---------- DOCUMENT TEXT ----------

The judge also found that the mortgage with which the purchase of 7 Little Gorway had been financed became reduced when Surinder contributed £20,000 from his own share of the proceeds of sale of the commercial property at Normanton Road to paying off that amount from the mortgage charged on 7 Little Gorway.

13

The hearing that was listed before the judge in September 1993 was one at which proceedings by the husband asserting a beneficial interest in 7 Little Gorway and consequent orders for sale under section 30 of the Law of Property Act were directed to be heard first and then immediately followed by the hearing of his claim against the wife for financial relief in their matrimonial proceedings. (I should say that in those matrimonial proceedings there has now been a decree absolute of divorce.) It was expected that the total hearing would last three days.

14

The judge heard a great deal of evidence. He found it extremely difficult to know whom to believe and who should be disbelieved. Having had an opportunity of seeing a transcription of the evidence, it is easy to sympathise with the predicament in which he found himself in that respect. He was faced with a problematic case. It was problematic not only because of the difficulties of assessing credibility, but also because of the difficulty of tracing what had happened to the proceeds of the various property transactions with which he was concerned and finding out what funds remain available at this day.

---------- DATASET EXCERPTS ----------

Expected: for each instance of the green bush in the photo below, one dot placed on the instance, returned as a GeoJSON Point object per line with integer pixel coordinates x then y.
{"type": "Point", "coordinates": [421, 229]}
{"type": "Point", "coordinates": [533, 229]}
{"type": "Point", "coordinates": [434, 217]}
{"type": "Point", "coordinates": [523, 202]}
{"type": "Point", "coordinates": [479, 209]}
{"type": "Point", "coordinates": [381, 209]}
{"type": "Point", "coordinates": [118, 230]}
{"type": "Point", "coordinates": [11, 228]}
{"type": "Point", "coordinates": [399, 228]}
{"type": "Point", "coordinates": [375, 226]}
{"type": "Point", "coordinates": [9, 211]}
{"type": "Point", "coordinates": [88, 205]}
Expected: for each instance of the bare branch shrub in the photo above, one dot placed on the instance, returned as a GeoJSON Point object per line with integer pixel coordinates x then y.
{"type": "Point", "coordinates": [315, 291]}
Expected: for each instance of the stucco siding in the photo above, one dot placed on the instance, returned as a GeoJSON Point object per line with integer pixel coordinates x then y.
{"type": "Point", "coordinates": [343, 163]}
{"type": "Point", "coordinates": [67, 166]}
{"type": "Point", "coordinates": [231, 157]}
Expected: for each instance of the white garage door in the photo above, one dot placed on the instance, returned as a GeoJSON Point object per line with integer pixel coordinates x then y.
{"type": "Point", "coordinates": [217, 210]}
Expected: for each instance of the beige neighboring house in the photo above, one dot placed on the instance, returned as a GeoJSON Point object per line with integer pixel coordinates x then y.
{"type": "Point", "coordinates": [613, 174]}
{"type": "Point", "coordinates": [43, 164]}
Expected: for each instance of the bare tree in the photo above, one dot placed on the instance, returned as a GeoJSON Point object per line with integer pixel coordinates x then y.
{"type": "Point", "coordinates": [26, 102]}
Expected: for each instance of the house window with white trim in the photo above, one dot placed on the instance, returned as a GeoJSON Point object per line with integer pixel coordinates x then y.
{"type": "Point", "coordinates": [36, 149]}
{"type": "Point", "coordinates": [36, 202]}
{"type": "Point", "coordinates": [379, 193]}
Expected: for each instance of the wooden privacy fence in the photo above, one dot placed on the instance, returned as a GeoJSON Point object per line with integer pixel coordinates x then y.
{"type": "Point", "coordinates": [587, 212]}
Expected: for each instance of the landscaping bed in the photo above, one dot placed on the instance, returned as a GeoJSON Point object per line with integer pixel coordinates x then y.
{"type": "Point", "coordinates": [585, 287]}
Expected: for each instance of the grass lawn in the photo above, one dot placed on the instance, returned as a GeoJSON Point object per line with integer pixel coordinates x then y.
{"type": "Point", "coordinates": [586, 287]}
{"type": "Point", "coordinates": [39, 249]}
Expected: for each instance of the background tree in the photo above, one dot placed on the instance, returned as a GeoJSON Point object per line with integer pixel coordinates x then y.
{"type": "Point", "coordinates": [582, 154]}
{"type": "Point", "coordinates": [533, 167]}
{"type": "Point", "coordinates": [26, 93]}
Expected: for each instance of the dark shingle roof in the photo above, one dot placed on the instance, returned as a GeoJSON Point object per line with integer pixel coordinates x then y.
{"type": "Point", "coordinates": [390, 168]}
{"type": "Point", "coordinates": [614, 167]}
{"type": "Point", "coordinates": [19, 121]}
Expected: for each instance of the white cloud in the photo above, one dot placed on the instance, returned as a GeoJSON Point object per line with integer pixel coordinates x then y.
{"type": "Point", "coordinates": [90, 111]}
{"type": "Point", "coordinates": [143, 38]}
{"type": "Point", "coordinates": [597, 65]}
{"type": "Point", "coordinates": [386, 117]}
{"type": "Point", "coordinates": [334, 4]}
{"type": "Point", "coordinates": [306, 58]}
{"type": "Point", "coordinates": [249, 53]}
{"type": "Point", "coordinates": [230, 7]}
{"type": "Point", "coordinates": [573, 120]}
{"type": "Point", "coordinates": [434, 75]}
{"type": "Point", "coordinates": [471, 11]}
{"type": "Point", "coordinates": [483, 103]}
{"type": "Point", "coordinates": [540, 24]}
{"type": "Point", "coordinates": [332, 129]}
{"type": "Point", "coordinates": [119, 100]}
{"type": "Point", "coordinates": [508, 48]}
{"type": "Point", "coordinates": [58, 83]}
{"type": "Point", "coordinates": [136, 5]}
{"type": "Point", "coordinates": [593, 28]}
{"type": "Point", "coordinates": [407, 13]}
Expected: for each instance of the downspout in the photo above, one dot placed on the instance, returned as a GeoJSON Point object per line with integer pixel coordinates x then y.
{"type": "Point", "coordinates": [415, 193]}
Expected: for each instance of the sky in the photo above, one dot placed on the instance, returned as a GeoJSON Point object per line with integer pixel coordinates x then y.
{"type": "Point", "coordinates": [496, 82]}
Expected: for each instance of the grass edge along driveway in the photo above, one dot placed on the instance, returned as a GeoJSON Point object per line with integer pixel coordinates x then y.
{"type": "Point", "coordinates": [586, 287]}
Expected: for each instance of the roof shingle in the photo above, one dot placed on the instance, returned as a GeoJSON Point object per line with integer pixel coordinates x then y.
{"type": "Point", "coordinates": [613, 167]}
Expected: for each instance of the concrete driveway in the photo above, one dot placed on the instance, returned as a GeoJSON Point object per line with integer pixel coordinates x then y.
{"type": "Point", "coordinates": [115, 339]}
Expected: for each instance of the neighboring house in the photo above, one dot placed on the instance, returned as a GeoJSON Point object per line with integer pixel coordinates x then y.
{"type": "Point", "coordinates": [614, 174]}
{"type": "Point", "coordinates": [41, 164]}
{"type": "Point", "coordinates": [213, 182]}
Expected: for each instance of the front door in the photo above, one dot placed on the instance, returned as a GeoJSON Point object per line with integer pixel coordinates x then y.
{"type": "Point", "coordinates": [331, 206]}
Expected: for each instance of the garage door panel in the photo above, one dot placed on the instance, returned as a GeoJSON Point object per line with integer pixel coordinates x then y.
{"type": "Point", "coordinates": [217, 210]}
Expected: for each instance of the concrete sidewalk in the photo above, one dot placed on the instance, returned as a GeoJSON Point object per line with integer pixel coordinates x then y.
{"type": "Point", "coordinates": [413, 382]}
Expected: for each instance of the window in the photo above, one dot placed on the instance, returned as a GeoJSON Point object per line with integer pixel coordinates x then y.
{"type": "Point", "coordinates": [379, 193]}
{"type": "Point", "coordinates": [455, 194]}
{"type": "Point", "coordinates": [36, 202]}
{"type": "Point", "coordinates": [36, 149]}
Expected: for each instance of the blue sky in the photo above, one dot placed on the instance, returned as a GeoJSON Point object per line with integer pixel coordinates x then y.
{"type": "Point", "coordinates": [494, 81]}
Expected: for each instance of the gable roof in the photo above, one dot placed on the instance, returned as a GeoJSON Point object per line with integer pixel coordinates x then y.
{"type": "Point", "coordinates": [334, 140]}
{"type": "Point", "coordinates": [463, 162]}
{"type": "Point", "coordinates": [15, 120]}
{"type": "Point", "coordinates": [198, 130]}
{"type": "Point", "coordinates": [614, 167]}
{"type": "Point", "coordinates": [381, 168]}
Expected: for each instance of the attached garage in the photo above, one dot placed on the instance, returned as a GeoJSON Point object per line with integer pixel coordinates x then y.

----------

[EXERCISE REQUIREMENTS]:
[1] Answer these questions from the judgment excerpt:
(a) How much did Surinder contribute toward paying off the mortgage on 7 Little Gorway?
(b) In what month and year was the hearing listed before the judge?
(c) How long was the total hearing expected to last?
[2] Rewrite the paragraph of the judgment excerpt that begins "The judge heard a great deal of evidence" as a short list that keeps its main facts.
[3] In the judgment excerpt, replace "husband" with "applicant" in the passage starting at "The hearing that" and ending at "last three days.", and write out that passage.
The rows come from a separate source.

[SOLUTIONS TO EACH TASK]:
[1]
(a) £20,000
(b) September 1993
(c) Three days

[2]
- The judge heard a great deal of evidence.
- He found it extremely difficult to decide whom to believe and whom to disbelieve, a predicament that is easy to sympathize with after reading a transcription of the evidence.
- The case was problematic for two reasons:
  - the difficulty of assessing credibility;
  - the difficulty of tracing the proceeds of the various property transactions and finding out what funds remain available today.

[3]
The hearing that was listed before the judge in September 1993 was one at which proceedings by the applicant asserting a beneficial interest in 7 Little Gorway and consequent orders for sale under section 30 of the Law of Property Act were directed to be heard first and then immediately followed by the hearing of his claim against the wife for financial relief in their matrimonial proceedings. (I should say that in those matrimonial proceedings there has now been a decree absolute of divorce.) It was expected that the total hearing would last three days.